SOURCE TEXT |

• • • • • • •

The Latino community is said to make up more than half of those working in the roofing industry, yet only a small fraction of them are business owners. It’s a discrepancy that, thanks to the efforts of roofing manufacturers and distributors, is changing for the better.
Roofing Contractor’s 2022 State of the Industry report shows the vast majority of its respondents (93%) are white, while 6% are Hispanic or Latino. Around 69% all respondents listed themselves as either executive or general management.
Julissa Chavez, program manager for Latino sales and marketing at SRS Distribution, estimates about 57% of the roofing population is Latino, but 10% to 20% of roofing business owners belong to the community. She said, however, that this percentage is only increasing, with more workers climbing the ladder to become managers and owners.
“Because we’ve already seen those transitions within the industry, it prompted us to say we want to be the first distribution partner to talk to that customer and loyalty as we know these changes are happening,” she said.
Anyone who attended the International Roofing Expo in the past two years saw clear evidence of this growth. The “Para Latinos” booth debuted in 2022, offering a space where presentations were held in Spanish. This past year, the booth’s programs, along with the number of sponsors and partners, expanded. More than 1,000 attendees entered the lounge during the three-day event.
None of this happened by chance. It’s the result of members of the Hispanic community within roofing stepping up and offering solutions that speak to the Latino community – figuratively and literally – and roofing suppliers can be an integral part of this effort.

• • • • • • •

STORED RECORDS |
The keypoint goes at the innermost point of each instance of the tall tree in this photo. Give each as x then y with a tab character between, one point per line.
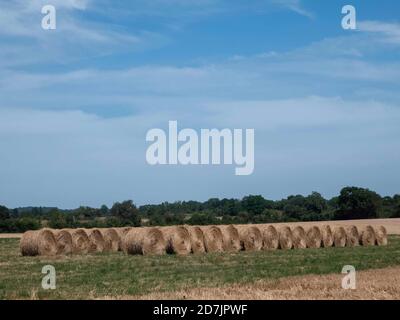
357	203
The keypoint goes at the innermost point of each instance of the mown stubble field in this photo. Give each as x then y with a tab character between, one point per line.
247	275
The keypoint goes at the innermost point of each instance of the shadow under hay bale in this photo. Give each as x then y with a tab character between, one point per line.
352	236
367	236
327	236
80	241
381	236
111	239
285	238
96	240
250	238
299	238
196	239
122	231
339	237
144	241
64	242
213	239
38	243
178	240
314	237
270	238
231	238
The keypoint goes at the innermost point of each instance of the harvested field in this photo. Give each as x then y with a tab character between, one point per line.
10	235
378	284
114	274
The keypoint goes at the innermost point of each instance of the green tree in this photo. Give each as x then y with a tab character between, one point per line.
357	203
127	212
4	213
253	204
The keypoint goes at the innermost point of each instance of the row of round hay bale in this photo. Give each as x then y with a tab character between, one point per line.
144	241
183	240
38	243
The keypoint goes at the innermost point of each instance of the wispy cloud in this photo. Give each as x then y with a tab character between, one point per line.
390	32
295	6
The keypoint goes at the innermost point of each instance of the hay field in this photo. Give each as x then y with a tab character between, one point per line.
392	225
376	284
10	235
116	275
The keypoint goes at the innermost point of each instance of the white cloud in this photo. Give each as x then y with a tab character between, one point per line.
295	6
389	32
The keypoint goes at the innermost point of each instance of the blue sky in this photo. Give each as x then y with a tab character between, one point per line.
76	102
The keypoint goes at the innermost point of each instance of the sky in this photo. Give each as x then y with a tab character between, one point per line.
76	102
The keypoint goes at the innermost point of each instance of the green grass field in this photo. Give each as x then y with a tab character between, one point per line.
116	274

• • • • • • •

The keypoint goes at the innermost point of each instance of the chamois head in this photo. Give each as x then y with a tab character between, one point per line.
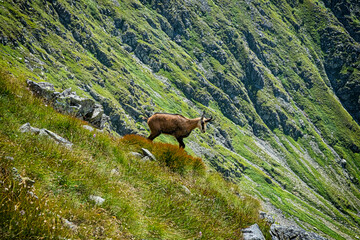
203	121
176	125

• • • • • • •

EXERCISES TO COMPLETE |
a. Answer these questions from the article about Latinos in roofing:
(i) What share of respondents to the 2022 State of the Industry report are Hispanic or Latino?
(ii) In what year did the "Para Latinos" booth debut?
(iii) How many attendees entered the lounge during the three-day event?
b. Say whether each statement agrees with the article about Latinos in roofing, and quote the words that decide it:
(i) Presentations at the "Para Latinos" booth were given in Spanish.
(ii) Julissa Chavez works for Roofing Contractor.
(iii) Chavez says the share of Latino roofing business owners is shrinking.
Rely only on the article about Latinos in roofing, not on the entries.

PER-TASK ANSWERS |
a.
(i) 6%
(ii) 2022
(iii) More than 1,000

b.
(i) Yes: "offering a space where presentations were held in Spanish"
(ii) No: "program manager for Latino sales and marketing at SRS Distribution"
(iii) No: "this percentage is only increasing"